Source extract -
== Segment start ==

Public note to School District Superintendent Cindy Marten and La Jolla CPA trustees

Please carefully reconsider the long-term ramifications of the decisions you make regarding the La Jolla Christmas Parade, a magical event, a La Jolla tradition and part of our heritage. We beg to differ that the word Christmas is exclusive. Christianity represents love of neighbor as oneself and it also represents charity, hope, peace, compassion and forgiveness. The United States of America is a country based on religious freedom, but we are slowly taking this religious freedom away and relegating it to behind closed doors. It is a slippery slope. What comes next? Do you want to live in a country where Christianity is not tolerated?

We can think of many nonprofit Christian organizations that help needy families at Christmastime. Perhaps they are guilty of excluding wealthy people? Every year, Father Joe’s Village takes families living in poverty Christmas shopping in an effort to bring them Christmas. Will these events be shut down because they have the word Christmas in them?

== Segment end ==

Work to complete -
A. Reproduce the stretch of the public note about the La Jolla Christmas Parade from "We can think" through "Christmas in them?".
B. According to the public note about the La Jolla Christmas Parade, what does Father Joe's Village do every year? Please answer in one sentence.

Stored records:
== Segment start ==

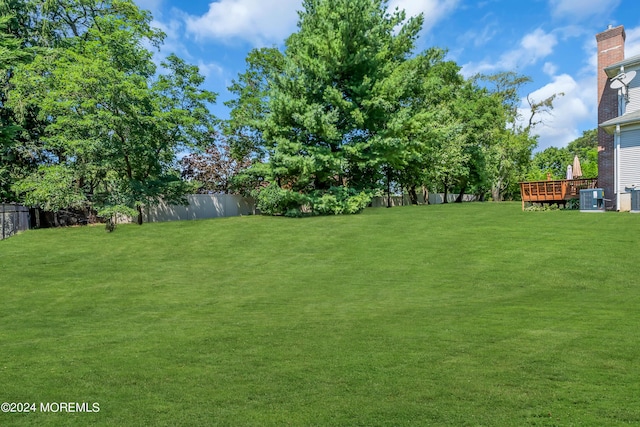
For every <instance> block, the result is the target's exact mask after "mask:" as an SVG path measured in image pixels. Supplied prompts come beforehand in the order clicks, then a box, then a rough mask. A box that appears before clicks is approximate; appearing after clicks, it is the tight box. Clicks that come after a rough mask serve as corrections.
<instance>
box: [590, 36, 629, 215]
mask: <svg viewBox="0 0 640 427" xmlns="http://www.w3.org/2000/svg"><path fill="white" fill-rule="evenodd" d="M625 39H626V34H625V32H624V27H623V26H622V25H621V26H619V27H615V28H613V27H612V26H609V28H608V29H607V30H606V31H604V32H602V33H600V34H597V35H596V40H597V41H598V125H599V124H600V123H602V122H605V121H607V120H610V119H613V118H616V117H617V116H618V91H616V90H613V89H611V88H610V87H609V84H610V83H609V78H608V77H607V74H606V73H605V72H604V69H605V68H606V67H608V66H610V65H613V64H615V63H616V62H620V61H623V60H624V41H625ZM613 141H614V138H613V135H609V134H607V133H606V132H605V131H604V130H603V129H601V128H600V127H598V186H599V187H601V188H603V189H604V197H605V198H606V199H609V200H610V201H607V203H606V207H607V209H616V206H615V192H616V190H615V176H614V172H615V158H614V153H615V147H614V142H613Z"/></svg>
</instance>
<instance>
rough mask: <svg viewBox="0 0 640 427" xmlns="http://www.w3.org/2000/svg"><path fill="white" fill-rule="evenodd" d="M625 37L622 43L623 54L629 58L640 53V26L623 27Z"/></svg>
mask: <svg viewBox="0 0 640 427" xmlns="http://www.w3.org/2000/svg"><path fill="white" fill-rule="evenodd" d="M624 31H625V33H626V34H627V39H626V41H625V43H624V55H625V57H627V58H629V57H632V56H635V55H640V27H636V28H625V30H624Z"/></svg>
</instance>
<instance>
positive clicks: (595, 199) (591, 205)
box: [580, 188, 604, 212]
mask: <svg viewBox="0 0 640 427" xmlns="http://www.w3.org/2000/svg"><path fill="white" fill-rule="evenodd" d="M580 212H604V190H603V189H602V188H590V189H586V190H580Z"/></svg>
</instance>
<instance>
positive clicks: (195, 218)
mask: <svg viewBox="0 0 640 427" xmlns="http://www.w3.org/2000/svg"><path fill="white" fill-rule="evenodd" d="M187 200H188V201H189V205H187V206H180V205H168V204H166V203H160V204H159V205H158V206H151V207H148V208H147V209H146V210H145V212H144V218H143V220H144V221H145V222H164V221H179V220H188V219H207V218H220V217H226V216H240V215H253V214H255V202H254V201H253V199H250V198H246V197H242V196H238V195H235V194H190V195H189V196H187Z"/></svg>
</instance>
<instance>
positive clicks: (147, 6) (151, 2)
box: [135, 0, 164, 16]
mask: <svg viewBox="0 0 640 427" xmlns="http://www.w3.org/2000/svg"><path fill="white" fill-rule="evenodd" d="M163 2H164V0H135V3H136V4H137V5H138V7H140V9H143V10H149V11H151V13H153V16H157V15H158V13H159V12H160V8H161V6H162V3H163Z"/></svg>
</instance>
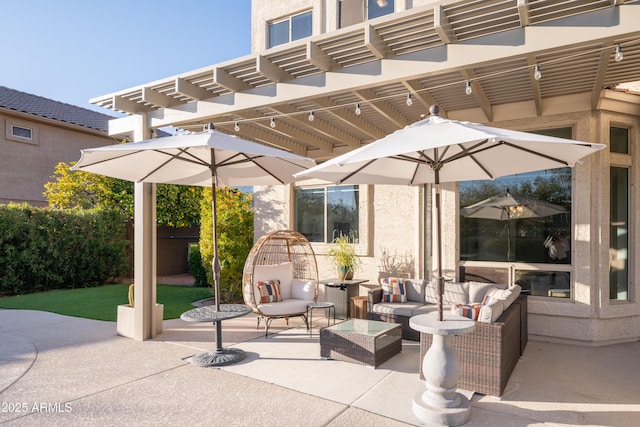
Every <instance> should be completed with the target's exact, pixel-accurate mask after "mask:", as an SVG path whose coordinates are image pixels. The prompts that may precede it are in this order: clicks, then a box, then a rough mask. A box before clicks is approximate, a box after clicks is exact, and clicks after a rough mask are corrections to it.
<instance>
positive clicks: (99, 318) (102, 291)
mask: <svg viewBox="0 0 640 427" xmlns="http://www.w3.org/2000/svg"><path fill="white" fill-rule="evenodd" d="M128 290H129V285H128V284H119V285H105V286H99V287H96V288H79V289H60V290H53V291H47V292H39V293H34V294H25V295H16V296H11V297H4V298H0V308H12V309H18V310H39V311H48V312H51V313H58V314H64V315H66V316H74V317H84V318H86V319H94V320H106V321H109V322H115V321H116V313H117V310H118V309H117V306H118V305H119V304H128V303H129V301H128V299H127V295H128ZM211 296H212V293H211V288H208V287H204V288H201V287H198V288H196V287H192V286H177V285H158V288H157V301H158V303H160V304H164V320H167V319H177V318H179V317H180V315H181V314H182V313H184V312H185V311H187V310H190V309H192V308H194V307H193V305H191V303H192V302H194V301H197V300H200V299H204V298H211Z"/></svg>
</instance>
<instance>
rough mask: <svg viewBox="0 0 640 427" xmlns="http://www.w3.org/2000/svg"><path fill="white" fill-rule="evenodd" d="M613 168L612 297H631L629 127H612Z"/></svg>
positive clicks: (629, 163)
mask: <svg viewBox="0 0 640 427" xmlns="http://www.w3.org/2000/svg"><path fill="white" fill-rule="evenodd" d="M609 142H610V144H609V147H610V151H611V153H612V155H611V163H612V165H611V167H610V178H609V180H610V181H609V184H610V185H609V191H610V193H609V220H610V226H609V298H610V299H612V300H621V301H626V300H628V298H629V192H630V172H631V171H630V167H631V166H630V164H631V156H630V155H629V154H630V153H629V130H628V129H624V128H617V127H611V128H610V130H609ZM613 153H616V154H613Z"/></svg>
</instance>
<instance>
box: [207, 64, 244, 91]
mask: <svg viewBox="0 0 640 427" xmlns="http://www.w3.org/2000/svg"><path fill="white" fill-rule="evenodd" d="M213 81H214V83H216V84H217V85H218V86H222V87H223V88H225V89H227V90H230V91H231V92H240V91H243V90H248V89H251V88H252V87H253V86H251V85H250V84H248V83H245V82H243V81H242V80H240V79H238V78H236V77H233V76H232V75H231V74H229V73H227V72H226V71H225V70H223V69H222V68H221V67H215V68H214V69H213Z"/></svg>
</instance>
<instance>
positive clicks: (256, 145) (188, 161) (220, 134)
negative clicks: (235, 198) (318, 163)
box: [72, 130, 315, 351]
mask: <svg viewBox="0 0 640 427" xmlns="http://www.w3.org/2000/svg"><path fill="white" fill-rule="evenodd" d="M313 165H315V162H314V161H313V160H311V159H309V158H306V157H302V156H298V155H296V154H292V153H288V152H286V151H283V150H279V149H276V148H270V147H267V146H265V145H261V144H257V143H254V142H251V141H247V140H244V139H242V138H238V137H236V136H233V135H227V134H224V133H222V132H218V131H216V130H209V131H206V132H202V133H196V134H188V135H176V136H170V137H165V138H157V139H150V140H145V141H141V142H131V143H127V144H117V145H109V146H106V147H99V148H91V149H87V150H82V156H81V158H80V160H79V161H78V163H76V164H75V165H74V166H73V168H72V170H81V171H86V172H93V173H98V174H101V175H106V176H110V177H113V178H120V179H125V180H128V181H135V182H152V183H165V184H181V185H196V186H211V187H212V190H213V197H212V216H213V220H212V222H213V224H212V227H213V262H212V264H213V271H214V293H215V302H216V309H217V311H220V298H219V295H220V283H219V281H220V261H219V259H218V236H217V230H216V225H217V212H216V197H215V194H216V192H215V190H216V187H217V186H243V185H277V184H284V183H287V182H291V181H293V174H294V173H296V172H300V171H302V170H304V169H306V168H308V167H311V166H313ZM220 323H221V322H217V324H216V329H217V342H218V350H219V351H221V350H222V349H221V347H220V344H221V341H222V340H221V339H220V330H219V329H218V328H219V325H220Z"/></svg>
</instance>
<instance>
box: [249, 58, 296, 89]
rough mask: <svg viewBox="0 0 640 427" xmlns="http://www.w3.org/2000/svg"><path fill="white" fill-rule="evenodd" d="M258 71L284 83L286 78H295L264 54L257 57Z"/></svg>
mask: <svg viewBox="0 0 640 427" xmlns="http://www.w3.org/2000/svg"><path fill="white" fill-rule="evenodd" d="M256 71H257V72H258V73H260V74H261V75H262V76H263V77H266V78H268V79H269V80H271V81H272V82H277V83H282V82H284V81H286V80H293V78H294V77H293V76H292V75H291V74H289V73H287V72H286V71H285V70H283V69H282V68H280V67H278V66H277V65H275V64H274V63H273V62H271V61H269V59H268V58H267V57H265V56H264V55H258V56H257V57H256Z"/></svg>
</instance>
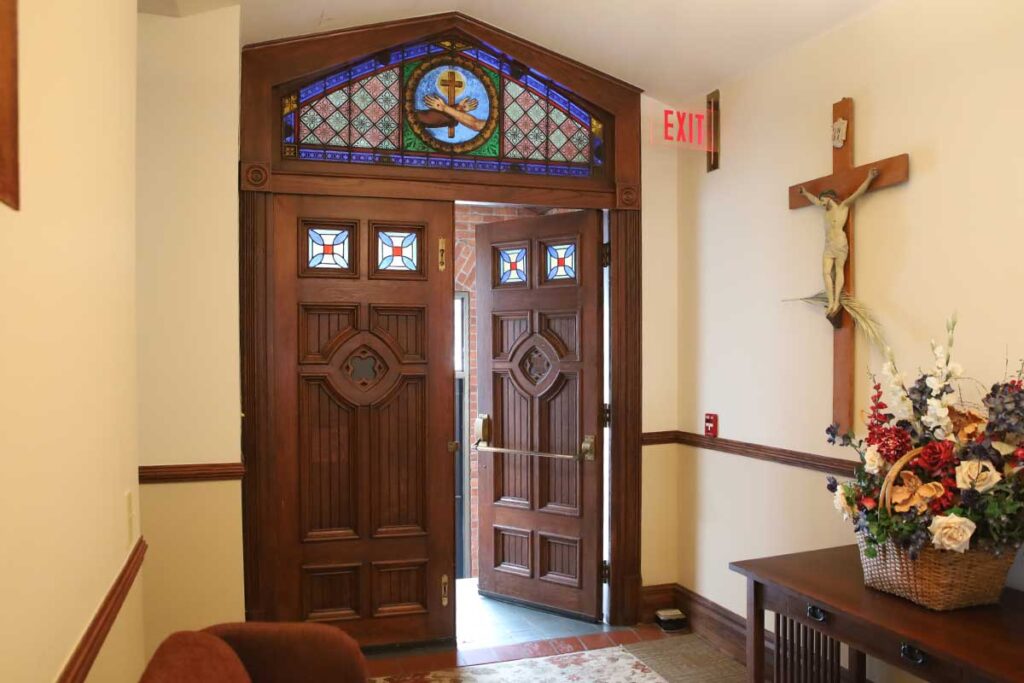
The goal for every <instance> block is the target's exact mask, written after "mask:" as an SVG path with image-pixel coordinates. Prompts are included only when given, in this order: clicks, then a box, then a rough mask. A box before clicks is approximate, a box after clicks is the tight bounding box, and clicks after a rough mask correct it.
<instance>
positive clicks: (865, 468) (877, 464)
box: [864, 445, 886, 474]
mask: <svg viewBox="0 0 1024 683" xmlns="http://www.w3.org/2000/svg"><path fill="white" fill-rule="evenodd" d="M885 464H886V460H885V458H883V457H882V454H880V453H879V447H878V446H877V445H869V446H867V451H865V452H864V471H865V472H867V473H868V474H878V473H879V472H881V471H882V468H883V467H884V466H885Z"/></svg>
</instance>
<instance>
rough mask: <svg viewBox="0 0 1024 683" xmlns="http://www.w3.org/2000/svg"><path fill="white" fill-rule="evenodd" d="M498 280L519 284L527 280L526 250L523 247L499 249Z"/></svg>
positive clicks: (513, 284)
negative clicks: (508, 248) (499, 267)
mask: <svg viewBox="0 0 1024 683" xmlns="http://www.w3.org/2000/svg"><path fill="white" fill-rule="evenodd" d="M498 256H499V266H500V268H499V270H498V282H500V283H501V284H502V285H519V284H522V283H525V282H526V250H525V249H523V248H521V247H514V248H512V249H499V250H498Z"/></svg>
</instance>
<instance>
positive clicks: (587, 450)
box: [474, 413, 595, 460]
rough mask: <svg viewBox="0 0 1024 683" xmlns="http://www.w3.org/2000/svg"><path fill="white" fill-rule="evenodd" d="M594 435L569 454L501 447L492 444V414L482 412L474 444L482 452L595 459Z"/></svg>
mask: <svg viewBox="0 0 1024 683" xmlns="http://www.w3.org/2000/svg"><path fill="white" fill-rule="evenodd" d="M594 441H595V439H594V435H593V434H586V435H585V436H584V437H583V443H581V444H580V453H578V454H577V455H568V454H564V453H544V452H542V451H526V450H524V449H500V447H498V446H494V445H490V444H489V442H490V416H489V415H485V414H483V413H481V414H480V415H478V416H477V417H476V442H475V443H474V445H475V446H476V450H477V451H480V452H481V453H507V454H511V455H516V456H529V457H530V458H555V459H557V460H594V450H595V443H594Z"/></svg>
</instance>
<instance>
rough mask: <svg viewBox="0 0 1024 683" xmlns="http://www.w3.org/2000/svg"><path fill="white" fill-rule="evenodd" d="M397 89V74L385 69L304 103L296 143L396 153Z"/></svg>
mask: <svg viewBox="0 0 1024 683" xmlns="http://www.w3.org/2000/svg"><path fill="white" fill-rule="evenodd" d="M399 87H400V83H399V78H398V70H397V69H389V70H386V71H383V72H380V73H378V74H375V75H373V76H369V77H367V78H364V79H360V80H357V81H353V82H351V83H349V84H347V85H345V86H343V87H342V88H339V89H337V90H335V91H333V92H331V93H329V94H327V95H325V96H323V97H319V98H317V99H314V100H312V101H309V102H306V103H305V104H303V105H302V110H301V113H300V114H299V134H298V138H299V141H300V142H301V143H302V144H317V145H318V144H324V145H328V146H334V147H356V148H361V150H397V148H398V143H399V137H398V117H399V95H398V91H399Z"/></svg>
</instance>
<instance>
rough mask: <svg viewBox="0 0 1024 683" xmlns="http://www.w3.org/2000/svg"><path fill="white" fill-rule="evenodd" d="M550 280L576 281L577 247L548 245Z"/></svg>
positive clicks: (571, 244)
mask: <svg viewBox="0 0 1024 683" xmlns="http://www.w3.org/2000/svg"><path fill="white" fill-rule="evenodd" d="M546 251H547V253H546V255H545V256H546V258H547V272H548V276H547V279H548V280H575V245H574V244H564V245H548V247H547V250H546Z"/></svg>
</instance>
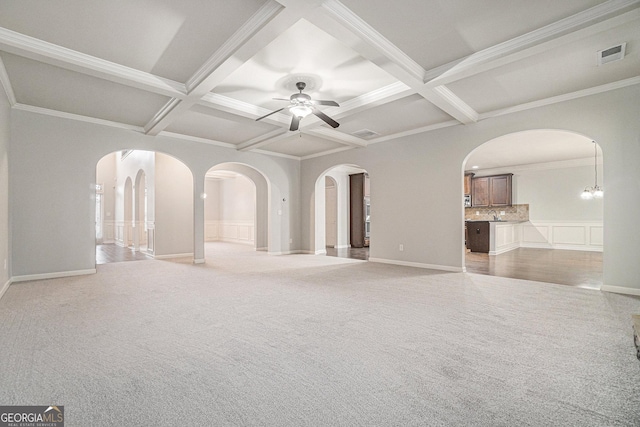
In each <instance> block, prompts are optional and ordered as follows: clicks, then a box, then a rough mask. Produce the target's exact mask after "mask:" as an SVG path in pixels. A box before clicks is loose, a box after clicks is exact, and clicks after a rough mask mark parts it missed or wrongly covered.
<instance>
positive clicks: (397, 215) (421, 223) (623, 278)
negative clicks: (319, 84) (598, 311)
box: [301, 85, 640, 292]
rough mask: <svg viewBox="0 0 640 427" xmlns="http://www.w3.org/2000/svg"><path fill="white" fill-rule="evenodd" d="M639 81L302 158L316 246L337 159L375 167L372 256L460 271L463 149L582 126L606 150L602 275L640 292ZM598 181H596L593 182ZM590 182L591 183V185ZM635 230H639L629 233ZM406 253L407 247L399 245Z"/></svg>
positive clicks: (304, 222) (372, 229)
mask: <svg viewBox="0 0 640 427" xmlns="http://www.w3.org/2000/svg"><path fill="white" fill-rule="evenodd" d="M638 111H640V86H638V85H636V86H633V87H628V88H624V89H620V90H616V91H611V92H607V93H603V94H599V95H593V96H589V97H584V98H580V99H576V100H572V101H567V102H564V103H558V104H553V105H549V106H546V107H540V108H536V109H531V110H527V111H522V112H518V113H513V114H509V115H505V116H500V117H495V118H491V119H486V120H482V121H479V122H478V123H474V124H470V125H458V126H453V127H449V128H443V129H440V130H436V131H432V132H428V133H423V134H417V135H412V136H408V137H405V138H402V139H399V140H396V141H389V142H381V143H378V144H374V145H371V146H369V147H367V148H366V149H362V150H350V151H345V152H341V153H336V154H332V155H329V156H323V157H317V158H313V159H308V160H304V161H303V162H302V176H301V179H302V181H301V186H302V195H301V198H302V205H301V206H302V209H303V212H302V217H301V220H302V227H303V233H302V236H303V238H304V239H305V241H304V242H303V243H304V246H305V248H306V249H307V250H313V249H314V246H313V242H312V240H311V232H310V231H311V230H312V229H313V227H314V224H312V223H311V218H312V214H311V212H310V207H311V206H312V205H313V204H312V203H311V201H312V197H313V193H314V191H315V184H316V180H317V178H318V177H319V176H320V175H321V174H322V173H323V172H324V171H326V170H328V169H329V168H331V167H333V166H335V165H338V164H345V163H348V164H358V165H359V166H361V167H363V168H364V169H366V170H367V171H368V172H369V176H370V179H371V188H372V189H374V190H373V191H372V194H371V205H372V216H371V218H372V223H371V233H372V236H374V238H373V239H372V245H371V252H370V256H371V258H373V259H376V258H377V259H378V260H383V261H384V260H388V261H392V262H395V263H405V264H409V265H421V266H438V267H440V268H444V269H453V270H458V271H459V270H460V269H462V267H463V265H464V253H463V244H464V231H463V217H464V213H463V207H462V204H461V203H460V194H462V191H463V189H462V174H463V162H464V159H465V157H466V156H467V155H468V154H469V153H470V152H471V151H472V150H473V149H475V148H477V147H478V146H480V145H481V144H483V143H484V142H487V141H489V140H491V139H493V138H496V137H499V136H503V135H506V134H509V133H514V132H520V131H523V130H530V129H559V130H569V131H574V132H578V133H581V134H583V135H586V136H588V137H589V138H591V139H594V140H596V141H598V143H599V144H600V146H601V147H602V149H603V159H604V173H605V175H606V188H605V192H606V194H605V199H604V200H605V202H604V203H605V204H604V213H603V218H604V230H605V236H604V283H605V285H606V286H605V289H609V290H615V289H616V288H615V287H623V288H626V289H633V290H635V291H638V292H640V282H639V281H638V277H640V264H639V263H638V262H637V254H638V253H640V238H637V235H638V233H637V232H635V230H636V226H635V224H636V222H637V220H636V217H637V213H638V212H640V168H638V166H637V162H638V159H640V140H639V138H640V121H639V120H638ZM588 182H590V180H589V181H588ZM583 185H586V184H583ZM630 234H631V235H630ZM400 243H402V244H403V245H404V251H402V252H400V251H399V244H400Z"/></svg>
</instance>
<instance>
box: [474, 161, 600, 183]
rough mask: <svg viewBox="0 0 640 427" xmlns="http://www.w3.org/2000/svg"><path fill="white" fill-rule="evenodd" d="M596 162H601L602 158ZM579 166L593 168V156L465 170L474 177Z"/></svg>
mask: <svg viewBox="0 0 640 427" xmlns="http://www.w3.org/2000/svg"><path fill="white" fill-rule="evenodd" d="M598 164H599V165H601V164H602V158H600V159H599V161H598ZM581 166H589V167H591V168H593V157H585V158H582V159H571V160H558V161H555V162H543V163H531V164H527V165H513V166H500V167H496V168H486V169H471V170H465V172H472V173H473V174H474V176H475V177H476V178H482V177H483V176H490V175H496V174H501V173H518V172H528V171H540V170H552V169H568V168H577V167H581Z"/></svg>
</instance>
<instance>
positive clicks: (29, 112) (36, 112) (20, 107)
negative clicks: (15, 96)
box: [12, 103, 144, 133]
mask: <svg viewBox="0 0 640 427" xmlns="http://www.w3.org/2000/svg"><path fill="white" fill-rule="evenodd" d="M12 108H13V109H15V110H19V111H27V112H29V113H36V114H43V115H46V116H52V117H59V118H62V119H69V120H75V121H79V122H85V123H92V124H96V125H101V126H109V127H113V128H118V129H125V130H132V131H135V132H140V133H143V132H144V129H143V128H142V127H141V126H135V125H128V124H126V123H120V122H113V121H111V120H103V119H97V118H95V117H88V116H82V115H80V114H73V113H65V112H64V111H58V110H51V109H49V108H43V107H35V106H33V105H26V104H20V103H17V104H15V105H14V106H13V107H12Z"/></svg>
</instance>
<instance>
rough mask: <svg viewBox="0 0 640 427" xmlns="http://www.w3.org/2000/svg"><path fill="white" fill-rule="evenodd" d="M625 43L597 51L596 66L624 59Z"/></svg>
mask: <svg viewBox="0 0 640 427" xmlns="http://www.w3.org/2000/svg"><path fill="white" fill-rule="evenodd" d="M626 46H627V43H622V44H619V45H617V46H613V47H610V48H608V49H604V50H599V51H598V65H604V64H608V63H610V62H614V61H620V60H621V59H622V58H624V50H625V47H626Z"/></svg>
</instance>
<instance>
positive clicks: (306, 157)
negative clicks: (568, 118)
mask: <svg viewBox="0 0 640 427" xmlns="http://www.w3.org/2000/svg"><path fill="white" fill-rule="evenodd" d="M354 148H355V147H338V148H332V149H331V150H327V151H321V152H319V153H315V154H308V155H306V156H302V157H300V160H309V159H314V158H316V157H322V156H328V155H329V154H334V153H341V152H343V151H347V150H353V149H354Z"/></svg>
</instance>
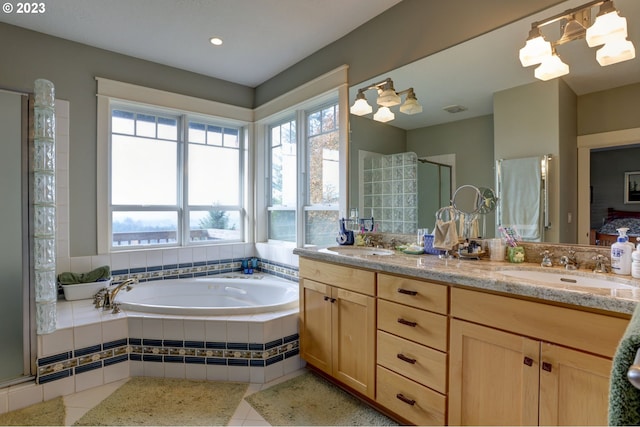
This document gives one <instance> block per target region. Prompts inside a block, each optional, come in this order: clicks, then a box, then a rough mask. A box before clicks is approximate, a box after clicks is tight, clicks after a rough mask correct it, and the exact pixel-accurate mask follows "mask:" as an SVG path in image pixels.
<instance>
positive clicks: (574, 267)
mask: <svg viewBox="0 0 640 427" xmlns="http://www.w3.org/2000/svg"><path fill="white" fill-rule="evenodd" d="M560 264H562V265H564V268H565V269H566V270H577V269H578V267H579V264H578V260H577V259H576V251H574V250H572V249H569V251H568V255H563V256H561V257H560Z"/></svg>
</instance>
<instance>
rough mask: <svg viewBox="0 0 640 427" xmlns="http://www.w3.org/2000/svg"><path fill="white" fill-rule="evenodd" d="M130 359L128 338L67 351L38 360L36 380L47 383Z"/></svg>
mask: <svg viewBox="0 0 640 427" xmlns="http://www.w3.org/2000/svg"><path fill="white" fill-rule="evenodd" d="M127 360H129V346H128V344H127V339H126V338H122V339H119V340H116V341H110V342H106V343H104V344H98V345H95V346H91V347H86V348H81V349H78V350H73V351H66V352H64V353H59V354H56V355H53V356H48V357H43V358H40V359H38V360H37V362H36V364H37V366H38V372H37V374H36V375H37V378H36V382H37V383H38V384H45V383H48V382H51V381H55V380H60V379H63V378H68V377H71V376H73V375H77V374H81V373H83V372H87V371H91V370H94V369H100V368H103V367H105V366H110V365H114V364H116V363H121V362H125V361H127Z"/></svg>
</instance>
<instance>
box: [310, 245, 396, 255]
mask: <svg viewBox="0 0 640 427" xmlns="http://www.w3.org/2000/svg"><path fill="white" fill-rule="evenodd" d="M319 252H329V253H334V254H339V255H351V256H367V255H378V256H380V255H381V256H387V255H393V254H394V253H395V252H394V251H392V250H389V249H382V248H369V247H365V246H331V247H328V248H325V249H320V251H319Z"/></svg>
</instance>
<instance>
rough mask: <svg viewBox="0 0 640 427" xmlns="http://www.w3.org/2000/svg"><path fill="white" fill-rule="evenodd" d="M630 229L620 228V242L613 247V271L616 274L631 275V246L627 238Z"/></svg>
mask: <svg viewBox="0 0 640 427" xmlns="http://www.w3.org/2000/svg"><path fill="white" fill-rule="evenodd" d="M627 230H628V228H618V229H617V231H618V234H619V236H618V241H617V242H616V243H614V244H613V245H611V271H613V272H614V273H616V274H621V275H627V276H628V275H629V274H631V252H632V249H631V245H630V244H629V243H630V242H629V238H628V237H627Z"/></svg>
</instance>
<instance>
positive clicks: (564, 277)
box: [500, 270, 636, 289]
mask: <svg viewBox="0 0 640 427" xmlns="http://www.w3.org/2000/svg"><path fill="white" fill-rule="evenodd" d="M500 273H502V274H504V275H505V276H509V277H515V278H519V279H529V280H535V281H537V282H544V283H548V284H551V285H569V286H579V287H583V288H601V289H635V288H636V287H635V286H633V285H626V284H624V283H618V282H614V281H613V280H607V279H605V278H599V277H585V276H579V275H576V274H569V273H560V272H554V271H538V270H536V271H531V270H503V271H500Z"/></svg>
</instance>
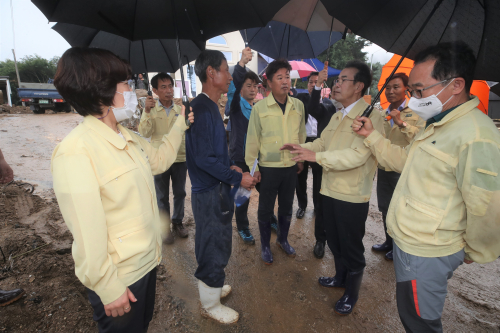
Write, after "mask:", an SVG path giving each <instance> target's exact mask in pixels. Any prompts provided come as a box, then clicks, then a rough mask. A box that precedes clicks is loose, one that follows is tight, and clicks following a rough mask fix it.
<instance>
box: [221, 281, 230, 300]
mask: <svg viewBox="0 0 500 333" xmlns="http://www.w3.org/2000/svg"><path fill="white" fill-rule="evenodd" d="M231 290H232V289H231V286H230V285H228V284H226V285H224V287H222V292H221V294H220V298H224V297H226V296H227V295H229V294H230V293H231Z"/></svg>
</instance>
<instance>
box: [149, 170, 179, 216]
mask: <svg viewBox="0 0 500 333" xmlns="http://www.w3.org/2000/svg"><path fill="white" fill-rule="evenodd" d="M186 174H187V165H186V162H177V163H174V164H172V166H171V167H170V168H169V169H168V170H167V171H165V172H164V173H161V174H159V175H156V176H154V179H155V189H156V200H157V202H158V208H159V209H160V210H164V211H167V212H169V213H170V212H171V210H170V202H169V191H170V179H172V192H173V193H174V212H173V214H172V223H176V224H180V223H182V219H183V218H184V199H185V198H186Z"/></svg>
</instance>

== Segment end ==

Answers to this exercise -
A.
We can think of many nonprofit Christian organizations that help needy families at Christmastime. Perhaps they are guilty of excluding wealthy people? Every year, Father Joe’s Village takes families living in poverty Christmas shopping in an effort to bring them Christmas. Will these events be shut down because they have the word Christmas in them?

B. Every year, Father Joe's Village takes families living in poverty Christmas shopping.